→ MATERIAL SHOWN:

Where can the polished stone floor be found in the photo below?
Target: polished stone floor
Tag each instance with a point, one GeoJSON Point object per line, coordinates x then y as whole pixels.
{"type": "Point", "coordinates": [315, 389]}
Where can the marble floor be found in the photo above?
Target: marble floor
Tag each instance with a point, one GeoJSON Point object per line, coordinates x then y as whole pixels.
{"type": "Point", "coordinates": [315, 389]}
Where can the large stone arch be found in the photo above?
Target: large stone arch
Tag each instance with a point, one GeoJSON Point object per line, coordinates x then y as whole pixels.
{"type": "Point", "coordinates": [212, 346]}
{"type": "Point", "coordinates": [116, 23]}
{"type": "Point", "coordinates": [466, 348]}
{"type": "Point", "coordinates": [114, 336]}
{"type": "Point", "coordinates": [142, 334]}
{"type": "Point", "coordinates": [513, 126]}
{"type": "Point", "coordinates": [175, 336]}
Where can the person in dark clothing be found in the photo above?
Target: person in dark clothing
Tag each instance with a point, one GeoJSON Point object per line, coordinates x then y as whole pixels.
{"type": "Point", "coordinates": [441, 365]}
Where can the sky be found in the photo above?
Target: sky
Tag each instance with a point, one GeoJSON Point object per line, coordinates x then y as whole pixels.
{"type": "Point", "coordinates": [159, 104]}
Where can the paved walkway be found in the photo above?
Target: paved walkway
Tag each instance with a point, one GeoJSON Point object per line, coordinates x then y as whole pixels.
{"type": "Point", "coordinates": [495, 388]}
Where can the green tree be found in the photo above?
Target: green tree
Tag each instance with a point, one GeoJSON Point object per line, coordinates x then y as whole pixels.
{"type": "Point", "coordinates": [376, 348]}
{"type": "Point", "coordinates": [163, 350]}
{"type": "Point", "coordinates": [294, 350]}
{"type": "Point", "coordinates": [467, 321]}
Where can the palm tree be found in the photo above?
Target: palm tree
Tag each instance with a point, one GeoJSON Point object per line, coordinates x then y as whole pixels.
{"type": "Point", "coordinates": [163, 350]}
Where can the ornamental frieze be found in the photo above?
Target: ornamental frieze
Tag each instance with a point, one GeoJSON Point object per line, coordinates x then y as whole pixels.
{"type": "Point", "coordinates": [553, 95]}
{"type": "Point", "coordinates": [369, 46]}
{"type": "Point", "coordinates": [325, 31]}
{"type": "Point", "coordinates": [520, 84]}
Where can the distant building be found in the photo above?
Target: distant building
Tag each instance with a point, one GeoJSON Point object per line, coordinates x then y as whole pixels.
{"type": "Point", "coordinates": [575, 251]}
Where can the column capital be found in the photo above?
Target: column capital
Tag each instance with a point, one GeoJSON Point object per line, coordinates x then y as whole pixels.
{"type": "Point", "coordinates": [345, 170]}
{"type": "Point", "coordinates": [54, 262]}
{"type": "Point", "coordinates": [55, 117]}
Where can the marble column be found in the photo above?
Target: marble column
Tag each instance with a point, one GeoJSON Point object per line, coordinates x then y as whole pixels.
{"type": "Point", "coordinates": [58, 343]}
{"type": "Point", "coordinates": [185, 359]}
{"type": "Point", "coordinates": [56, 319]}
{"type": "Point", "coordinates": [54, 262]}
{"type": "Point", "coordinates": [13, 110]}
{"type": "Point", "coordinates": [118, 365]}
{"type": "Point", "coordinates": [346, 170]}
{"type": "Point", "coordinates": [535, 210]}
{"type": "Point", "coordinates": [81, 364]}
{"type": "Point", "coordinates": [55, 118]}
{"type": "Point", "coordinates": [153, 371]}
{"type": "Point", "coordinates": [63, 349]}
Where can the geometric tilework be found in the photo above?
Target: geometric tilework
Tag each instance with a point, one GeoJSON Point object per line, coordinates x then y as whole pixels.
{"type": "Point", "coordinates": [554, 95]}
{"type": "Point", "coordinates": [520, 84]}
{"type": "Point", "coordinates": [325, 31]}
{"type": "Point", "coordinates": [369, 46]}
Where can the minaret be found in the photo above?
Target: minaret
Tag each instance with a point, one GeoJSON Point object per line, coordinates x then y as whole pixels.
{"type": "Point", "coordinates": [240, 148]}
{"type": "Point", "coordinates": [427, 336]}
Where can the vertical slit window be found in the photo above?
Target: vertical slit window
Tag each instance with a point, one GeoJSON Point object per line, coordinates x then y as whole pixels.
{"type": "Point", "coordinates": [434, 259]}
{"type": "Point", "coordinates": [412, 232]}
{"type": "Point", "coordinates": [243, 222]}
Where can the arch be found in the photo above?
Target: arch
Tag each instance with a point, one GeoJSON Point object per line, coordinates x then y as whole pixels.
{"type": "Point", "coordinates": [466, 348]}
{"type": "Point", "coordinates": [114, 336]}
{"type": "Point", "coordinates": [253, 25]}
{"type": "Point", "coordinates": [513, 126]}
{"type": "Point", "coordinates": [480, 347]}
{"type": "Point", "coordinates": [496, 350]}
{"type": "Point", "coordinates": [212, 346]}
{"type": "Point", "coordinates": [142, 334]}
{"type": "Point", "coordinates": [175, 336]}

→ SET PROBLEM: Reproduce the material exactly, with every line intact.

→ EXERCISE OUTPUT:
Where can the polished stone floor be found in the photo below?
Target: polished stone floor
Tag each instance with a point, one GeoJSON Point object per line, coordinates x then y as whole pixels.
{"type": "Point", "coordinates": [315, 389]}
Where can the marble floor be found in the photo above?
Target: marble floor
Tag each instance with a point, one GeoJSON Point object per line, coordinates x then y as whole pixels.
{"type": "Point", "coordinates": [315, 389]}
Where can the large stone arch be found in the photo above?
Target: large stone arch
Tag each instance with a point, one GeoJSON Point object per line, coordinates x then y as whole pixels.
{"type": "Point", "coordinates": [212, 346]}
{"type": "Point", "coordinates": [116, 23]}
{"type": "Point", "coordinates": [466, 348]}
{"type": "Point", "coordinates": [114, 336]}
{"type": "Point", "coordinates": [142, 334]}
{"type": "Point", "coordinates": [513, 126]}
{"type": "Point", "coordinates": [175, 336]}
Where can the person in dark clothing be found in the photo above?
Target: person in dark clothing
Tag each instance with a point, one GeoJSON Point object per line, coordinates x then y as whole pixels.
{"type": "Point", "coordinates": [441, 365]}
Where can the sky be found in the photo above?
Target: sky
Tag each instance with a point, one GeoJSON Point object per line, coordinates x then y as whole pixels.
{"type": "Point", "coordinates": [159, 104]}
Where can the paved walkway be found in the photo above?
Target: paved walkway
Tag each instance with a point, one GeoJSON Point object per line, coordinates x then y as whole pixels.
{"type": "Point", "coordinates": [495, 388]}
Where can the green tree be found in the photo above?
Target: green tree
Tag each instance with a point, one GeoJSON Point object per line, coordinates x then y as whole pixels.
{"type": "Point", "coordinates": [376, 348]}
{"type": "Point", "coordinates": [163, 350]}
{"type": "Point", "coordinates": [294, 350]}
{"type": "Point", "coordinates": [467, 321]}
Where can the palm tree be found in the photo above?
Target: palm tree
Tag each instance with a point, one GeoJSON Point object per line, coordinates x then y as whole pixels.
{"type": "Point", "coordinates": [163, 350]}
Where can the ornamental frieze be found in the photo above?
Target: ornamental frieze
Tag each instance with a point, one GeoJSON Point object per line, coordinates x then y as whole pixels.
{"type": "Point", "coordinates": [553, 95]}
{"type": "Point", "coordinates": [369, 46]}
{"type": "Point", "coordinates": [325, 31]}
{"type": "Point", "coordinates": [520, 84]}
Where can the distant building be found in the photo above?
Target: distant building
Tag each instance with a point, one GeoJSON Point object per line, coordinates x then y as whole pixels.
{"type": "Point", "coordinates": [575, 251]}
Where can the column capital be found in the photo above?
Target: column capital
Tag each instance with a point, one GeoJSON Point object per line, coordinates x then y as whole pixels.
{"type": "Point", "coordinates": [345, 170]}
{"type": "Point", "coordinates": [54, 262]}
{"type": "Point", "coordinates": [55, 117]}
Where can the marble column be found in the photo above?
Target: marble column
Tag each instance with a point, one GeoJSON Point object per line, coordinates x then y as whole pixels.
{"type": "Point", "coordinates": [58, 343]}
{"type": "Point", "coordinates": [185, 359]}
{"type": "Point", "coordinates": [56, 319]}
{"type": "Point", "coordinates": [54, 262]}
{"type": "Point", "coordinates": [13, 110]}
{"type": "Point", "coordinates": [118, 365]}
{"type": "Point", "coordinates": [346, 170]}
{"type": "Point", "coordinates": [535, 210]}
{"type": "Point", "coordinates": [81, 364]}
{"type": "Point", "coordinates": [55, 118]}
{"type": "Point", "coordinates": [153, 371]}
{"type": "Point", "coordinates": [63, 349]}
Where can the geometric tilework be found in the photo above?
Target: geometric tilework
Tag each instance with a point, one GeoJSON Point object per line, coordinates x then y as whole pixels.
{"type": "Point", "coordinates": [554, 95]}
{"type": "Point", "coordinates": [520, 84]}
{"type": "Point", "coordinates": [325, 31]}
{"type": "Point", "coordinates": [369, 46]}
Where can the minaret be found in the photo above?
Target: minaret
Tag each instance with a point, one GeoJSON Point object per line, coordinates x then y as whole pixels.
{"type": "Point", "coordinates": [240, 148]}
{"type": "Point", "coordinates": [427, 336]}
Where can the vertical slit window be found in the photo above?
Target: vertical slit window
Tag each instance with a point, one GeoJSON Point object per line, coordinates x then y as whole pixels.
{"type": "Point", "coordinates": [434, 259]}
{"type": "Point", "coordinates": [412, 232]}
{"type": "Point", "coordinates": [243, 222]}
Where can the arch be found in the photo above?
Target: arch
Tag each instance with a point, one GeoJSON Point object per line, coordinates x then y as whole pixels.
{"type": "Point", "coordinates": [466, 348]}
{"type": "Point", "coordinates": [114, 336]}
{"type": "Point", "coordinates": [253, 25]}
{"type": "Point", "coordinates": [513, 126]}
{"type": "Point", "coordinates": [480, 347]}
{"type": "Point", "coordinates": [496, 350]}
{"type": "Point", "coordinates": [212, 346]}
{"type": "Point", "coordinates": [142, 334]}
{"type": "Point", "coordinates": [175, 336]}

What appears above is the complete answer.